**Brief:** The entries that follow should be repeated exactly, with no pictures kept.

[[ Task input open ]]

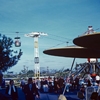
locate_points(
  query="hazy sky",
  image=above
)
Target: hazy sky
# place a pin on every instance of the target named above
(62, 20)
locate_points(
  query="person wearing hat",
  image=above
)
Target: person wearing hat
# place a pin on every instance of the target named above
(30, 90)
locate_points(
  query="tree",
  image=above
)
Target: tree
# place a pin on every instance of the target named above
(8, 57)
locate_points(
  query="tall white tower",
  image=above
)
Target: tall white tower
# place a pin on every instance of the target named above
(36, 35)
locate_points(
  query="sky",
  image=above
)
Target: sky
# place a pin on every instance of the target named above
(62, 20)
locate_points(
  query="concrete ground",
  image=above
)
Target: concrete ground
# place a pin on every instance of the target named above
(72, 95)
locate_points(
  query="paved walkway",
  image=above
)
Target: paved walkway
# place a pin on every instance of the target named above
(72, 95)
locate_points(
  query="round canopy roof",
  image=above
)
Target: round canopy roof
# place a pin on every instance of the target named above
(76, 52)
(88, 41)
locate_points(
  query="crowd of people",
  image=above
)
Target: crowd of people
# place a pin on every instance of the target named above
(33, 87)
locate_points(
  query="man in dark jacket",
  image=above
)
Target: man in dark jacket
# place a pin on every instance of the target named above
(30, 90)
(72, 82)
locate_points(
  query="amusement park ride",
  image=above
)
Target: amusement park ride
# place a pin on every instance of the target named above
(36, 35)
(86, 46)
(17, 42)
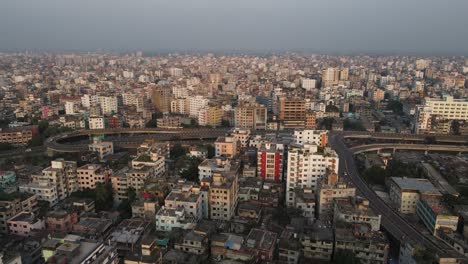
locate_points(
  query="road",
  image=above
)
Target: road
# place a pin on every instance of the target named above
(391, 220)
(394, 146)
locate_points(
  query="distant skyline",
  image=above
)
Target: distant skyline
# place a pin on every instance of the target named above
(415, 27)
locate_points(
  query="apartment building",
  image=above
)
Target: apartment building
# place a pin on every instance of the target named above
(223, 192)
(61, 174)
(188, 198)
(18, 135)
(356, 211)
(406, 192)
(102, 148)
(96, 122)
(368, 246)
(270, 159)
(446, 108)
(14, 203)
(306, 165)
(45, 191)
(292, 112)
(210, 116)
(90, 175)
(308, 136)
(329, 189)
(250, 116)
(24, 223)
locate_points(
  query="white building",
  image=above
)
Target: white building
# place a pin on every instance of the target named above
(308, 84)
(196, 104)
(108, 104)
(44, 191)
(315, 137)
(306, 165)
(169, 218)
(103, 148)
(175, 72)
(96, 122)
(71, 108)
(88, 100)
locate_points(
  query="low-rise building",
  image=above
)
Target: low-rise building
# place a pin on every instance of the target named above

[[ Task input closed ]]

**Task output:**
locate_points(
  query="hazy sky",
  image=above
)
Target: hazy sky
# place a pin on every instance of the target named above
(62, 20)
locate_points(
  query="person wearing hat",
  image=above
)
Target: person wearing hat
# place a pin on every instance of the target named above
(30, 90)
locate_points(
  query="tree",
  image=above
)
Target: tree
# place a pin on every instance of the target named above
(8, 57)
locate_points(
  query="tall white tower",
  image=above
)
Target: tall white tower
# place a pin on every instance of the target named above
(36, 35)
locate_points(
  query="sky",
  image=above
)
Target: sky
# place a pin on every instance of the target named above
(62, 20)
locate_points(
  query="concrete ground",
  image=above
)
Target: concrete ground
# place a pin on every instance of the target named above
(72, 95)
locate_points(
  query="paved walkway",
  image=above
)
Target: paved walkway
# place a pin on every instance of the target named above
(72, 95)
locate_points(
  query="round canopy roof",
  image=above
)
Target: round canopy roof
# place a pin on every instance of the target named above
(76, 52)
(88, 41)
locate_points(
  query="crowd of people",
  image=above
)
Target: crowd of people
# place a pin on every instance of the target named above
(33, 87)
locate_points(
  query="man in dark jacket",
  image=above
)
Target: man in dark jacket
# place a pin on every instance of the target named above
(30, 90)
(72, 82)
locate_points(
  query="amusement park ride",
  image=above
)
Target: amusement park ride
# place a pin on every instance of the target named above
(36, 35)
(86, 46)
(17, 42)
locate_points(
  query="road",
  image=above
)
Target: road
# place a pin on every instance of the target named above
(391, 220)
(394, 146)
locate_points(
  query="distant skyline",
  image=above
)
Target: distant skyline
# place a pin on every instance of the target named above
(415, 27)
locate_points(
  query="apartment building",
  image=above
)
Target: apartment building
# place a pin on every instance of the target named above
(223, 192)
(61, 174)
(188, 198)
(18, 135)
(356, 211)
(406, 192)
(102, 148)
(96, 122)
(368, 246)
(270, 159)
(446, 108)
(14, 203)
(306, 165)
(45, 191)
(292, 112)
(210, 116)
(90, 175)
(308, 136)
(329, 189)
(250, 116)
(24, 223)
locate_points(
  query="white building",
  image=above
)
Target: white building
# place a pin on every instance of the target named above
(308, 84)
(196, 104)
(108, 104)
(44, 191)
(315, 137)
(306, 165)
(169, 218)
(103, 148)
(175, 72)
(96, 122)
(71, 108)
(88, 100)
locate_points(
  query="low-rise building",
  image=above
)
Target: low-rise building
# place a pin on every instance of the target named above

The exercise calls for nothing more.